_Material for this exercise_.
Begin
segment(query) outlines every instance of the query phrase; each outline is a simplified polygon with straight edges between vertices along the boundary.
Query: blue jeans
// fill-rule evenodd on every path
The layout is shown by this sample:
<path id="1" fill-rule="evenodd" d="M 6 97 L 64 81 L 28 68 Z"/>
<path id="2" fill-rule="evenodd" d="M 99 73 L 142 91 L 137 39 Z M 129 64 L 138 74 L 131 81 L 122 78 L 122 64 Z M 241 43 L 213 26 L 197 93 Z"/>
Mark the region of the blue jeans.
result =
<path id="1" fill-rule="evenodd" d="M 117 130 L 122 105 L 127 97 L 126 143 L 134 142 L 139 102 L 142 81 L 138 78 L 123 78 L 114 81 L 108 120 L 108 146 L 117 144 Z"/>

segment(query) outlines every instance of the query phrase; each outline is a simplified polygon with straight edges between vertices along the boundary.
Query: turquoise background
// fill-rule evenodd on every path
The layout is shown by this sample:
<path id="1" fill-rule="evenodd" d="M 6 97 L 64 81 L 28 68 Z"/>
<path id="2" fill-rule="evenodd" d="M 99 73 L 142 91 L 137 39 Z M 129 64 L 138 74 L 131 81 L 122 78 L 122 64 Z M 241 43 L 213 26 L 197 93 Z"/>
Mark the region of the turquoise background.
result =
End
_Aim of the exercise_.
Extract every line of the data above and repeat each one exactly.

_The answer_.
segment(query) outlines every instance of the query phrase; each outline is a simplified polygon with straight edges between vertices along the boundary.
Query: blue jeans
// fill-rule evenodd on every path
The layout is shown by this sample:
<path id="1" fill-rule="evenodd" d="M 6 97 L 64 81 L 28 68 Z"/>
<path id="2" fill-rule="evenodd" d="M 99 73 L 142 91 L 137 39 Z M 129 64 L 138 74 L 131 81 L 122 78 L 122 64 Z M 241 43 L 213 26 L 197 93 Z"/>
Mark the region of the blue jeans.
result =
<path id="1" fill-rule="evenodd" d="M 117 130 L 122 105 L 127 97 L 126 143 L 134 142 L 139 102 L 142 81 L 138 78 L 123 78 L 114 81 L 108 120 L 108 146 L 117 144 Z"/>

segment(query) outlines every instance of the query phrase; each outline is a simplified polygon with straight edges between vertices along the boundary.
Query: turquoise background
// fill-rule evenodd on every path
The layout is shown by this sample:
<path id="1" fill-rule="evenodd" d="M 6 97 L 64 81 L 28 68 Z"/>
<path id="2" fill-rule="evenodd" d="M 99 73 L 142 91 L 137 39 Z M 129 64 L 138 74 L 131 81 L 122 78 L 122 64 Z M 241 43 L 213 26 L 197 93 Z"/>
Mark the region of the turquoise background.
result =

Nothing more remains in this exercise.